Your objective :: Repeat the records in full and exactly, omitting pictures.

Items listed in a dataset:
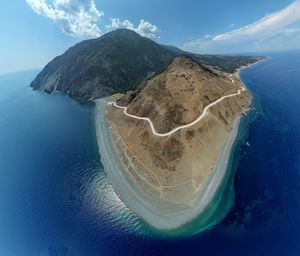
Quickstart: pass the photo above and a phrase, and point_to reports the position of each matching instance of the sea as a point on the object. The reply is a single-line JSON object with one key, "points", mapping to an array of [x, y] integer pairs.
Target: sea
{"points": [[55, 199]]}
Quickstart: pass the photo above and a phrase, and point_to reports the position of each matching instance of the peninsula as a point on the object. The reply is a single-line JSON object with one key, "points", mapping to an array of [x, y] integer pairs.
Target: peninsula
{"points": [[166, 120], [165, 147]]}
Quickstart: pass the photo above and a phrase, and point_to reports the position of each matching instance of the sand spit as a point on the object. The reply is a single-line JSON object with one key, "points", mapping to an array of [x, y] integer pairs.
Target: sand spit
{"points": [[159, 213]]}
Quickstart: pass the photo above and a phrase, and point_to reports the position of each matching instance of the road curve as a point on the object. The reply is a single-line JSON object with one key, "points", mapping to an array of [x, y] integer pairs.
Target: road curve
{"points": [[182, 126]]}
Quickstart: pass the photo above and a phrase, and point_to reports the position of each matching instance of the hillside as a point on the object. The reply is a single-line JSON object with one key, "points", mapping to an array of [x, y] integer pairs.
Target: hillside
{"points": [[168, 179], [115, 62]]}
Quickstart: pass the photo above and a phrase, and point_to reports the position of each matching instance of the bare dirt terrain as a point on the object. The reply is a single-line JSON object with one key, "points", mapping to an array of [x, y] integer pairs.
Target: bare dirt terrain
{"points": [[175, 168]]}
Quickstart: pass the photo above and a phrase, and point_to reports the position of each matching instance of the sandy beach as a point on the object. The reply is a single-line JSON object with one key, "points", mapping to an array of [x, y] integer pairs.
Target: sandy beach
{"points": [[158, 213]]}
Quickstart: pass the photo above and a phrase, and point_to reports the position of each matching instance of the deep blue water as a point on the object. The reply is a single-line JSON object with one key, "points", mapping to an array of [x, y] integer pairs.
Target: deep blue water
{"points": [[55, 199]]}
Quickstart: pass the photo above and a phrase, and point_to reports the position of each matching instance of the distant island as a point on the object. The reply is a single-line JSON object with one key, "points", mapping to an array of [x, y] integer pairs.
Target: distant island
{"points": [[166, 120]]}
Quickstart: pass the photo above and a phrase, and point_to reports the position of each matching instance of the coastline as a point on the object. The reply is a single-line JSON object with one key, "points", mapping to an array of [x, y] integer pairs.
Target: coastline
{"points": [[209, 208], [167, 218]]}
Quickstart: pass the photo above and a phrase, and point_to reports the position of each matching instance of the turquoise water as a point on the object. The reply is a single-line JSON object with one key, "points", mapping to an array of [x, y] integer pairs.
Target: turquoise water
{"points": [[55, 199]]}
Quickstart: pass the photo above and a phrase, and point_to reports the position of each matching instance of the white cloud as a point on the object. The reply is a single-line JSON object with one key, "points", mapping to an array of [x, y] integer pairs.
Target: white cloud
{"points": [[77, 18], [267, 26], [268, 33], [145, 28]]}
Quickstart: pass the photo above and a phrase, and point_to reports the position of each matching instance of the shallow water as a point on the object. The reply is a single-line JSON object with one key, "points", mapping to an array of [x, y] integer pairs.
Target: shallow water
{"points": [[54, 196]]}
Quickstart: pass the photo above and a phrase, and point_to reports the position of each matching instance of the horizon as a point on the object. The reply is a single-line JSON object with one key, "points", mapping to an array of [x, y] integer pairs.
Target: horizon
{"points": [[48, 28]]}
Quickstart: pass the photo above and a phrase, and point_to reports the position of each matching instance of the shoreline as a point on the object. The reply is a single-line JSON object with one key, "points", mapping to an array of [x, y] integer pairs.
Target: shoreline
{"points": [[211, 206], [168, 218]]}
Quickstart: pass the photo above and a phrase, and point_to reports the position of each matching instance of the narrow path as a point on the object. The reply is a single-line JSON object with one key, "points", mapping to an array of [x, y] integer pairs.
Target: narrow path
{"points": [[182, 126]]}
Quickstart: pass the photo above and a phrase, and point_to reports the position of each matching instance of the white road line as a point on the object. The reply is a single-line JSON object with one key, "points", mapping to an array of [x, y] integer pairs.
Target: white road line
{"points": [[182, 126]]}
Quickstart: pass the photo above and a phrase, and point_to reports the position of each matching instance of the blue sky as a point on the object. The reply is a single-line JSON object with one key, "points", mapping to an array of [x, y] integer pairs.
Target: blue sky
{"points": [[35, 31]]}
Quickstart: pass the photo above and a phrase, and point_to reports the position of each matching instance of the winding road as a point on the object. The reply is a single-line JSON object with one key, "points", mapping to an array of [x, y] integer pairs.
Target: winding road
{"points": [[205, 110]]}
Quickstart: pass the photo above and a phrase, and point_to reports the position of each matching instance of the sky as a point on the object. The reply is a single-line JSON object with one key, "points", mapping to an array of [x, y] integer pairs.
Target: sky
{"points": [[33, 32]]}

Exercise answer ::
Quickstart: pass the photo above and a phrase, and point_to reports the position of each matching instance of the sea as a point on the object. The reply is a single-line JSON object with one key, "points", mapping to an array of [x, y] integer pairs.
Target: sea
{"points": [[55, 199]]}
Quickstart: pass the photo above and a phrase, and point_to reports the position of each matching instance of the peninsula as a point on the object. The reply is a single-line JSON object with one key, "points", mapping to an array of [x, y] integer pairs.
Target: peninsula
{"points": [[166, 120], [165, 147]]}
Quickstart: pass the photo above and a phrase, and point_to reports the position of each matching instance of the sand spit as a point on the object. The reply is a single-line JSON object with one key, "points", mapping to an array of [x, y] integer pairs.
Target: sand spit
{"points": [[159, 213]]}
Quickstart: pass the photo above and a phrase, and point_to reports the position of each matching instance of the road curve as a point on the object. The reply is a single-line JSON object with one key, "points", mapping to an array of [x, y] integer pairs.
Target: road curve
{"points": [[182, 126]]}
Quickstart: pass the photo above and a phrase, and point_to reports the position of each matching instance of the hillside as a point on the object. The reply is a single-line JSON object with one key, "points", mapping to an array of [x, y] integer pairs.
Target: hillside
{"points": [[168, 179], [115, 62]]}
Quickstart: pass the photo above and a phrase, and point_to reports the position of each matching instance of the bare dirt terrain as a point on the object. The reply is a single-line JSON object with one key, "points", mapping to an array of [x, y] integer pairs.
Target: bare dirt terrain
{"points": [[175, 168]]}
Quickstart: pass the photo above and a phrase, and point_to reports the position of each matching instance of the sandy beach as a point on the object. The reply is a single-line JSON object with one key, "points", mapping to an array of [x, y] integer pairs.
Target: sandy beach
{"points": [[158, 213]]}
Quickstart: pass the photo above and a phrase, and point_to reports the position of each matching instance of the deep blue water as a point on the object. The reply is a single-line JSON object with one key, "points", mapping to an array of [x, y] integer pairs.
Target: deep blue water
{"points": [[55, 199]]}
Quickstart: pass the photo above and a phrase, and point_to reports the position of each matching instance of the distant island as a point on the object. The reply is a single-line JSON object with one key, "points", mapping to an array of [x, y] integer pairs.
Target: distant island
{"points": [[166, 120]]}
Quickstart: pass the photo above and a phrase, and point_to reports the position of each matching instance of the coastline as a point on the object. The reply is a single-line JSON object with one key, "points", mapping to an array of [x, y] integer pairs.
Target: coastline
{"points": [[209, 208], [167, 218]]}
Quickstart: pass the photo above and a phrase, and point_to reports the position of each matching instance of the turquoise water as a point on the object. The reply is a single-line JSON object with one key, "points", mapping to an array of [x, y] integer pairs.
Target: turquoise water
{"points": [[55, 199]]}
Quickstart: pass the photo above and a phrase, and point_to reports the position of each matching instance of the white cloud as a point on the object. The reply is a single-line JSON object with one key, "points", mapping to an array of [x, y] integer pairs.
Target: white cloud
{"points": [[77, 18], [267, 26], [268, 33], [145, 28]]}
Quickstart: pass the photo above and a phrase, and point_to reports the position of each matching instance of the shallow water as a point on the object. The reply is a single-line JSON object with one key, "points", mapping to an array of [x, y] integer pairs.
Target: shallow water
{"points": [[54, 196]]}
Quickstart: pass the photo above and a phrase, and point_to reports the position of each matching instance of the horizon as a point on the object. The reply is a single-line JSON object with one key, "points", mapping to an array of [x, y] integer pairs.
Target: horizon
{"points": [[48, 28]]}
Quickstart: pass the photo above and a phrase, and point_to reports the position of each matching instance of the shoreline as a point on the object. The reply is a single-line JSON object with one key, "points", mapping to an array of [x, y] integer pairs.
Target: shoreline
{"points": [[211, 206], [168, 218]]}
Quickstart: pass the photo above and a phrase, and point_to reports the position of each matching instance of the narrow path as a point on the object. The reply is a single-line JSON object with one key, "points", mapping to an array of [x, y] integer pairs.
Target: narrow path
{"points": [[182, 126]]}
Quickstart: pass the photo above and a phrase, and point_to reports the position of each matching instance of the white road line as a point on the object. The reply is a single-line JSON object with one key, "points", mapping to an array of [x, y] integer pairs.
Target: white road line
{"points": [[182, 126]]}
Quickstart: pass the photo above and a phrase, and point_to reports the position of each matching instance of the blue sky as a point on the object. The reply is a single-line JSON object with one key, "points", mapping to an array of [x, y] integer pairs.
Target: blue sky
{"points": [[35, 31]]}
Quickstart: pass the photo above and a phrase, and point_to reports the position of each matching instance of the winding road as a point on the object. The reply is a single-line JSON object with one key, "points", mapping to an array of [x, y] integer pairs.
Target: winding road
{"points": [[205, 110]]}
Quickstart: pass the photo above and a phrase, and point_to reports the position of each matching instance of the sky as a point on the object. The reply is a single-line JSON object with one key, "points", mapping to an array of [x, y] integer pairs.
Target: sky
{"points": [[33, 32]]}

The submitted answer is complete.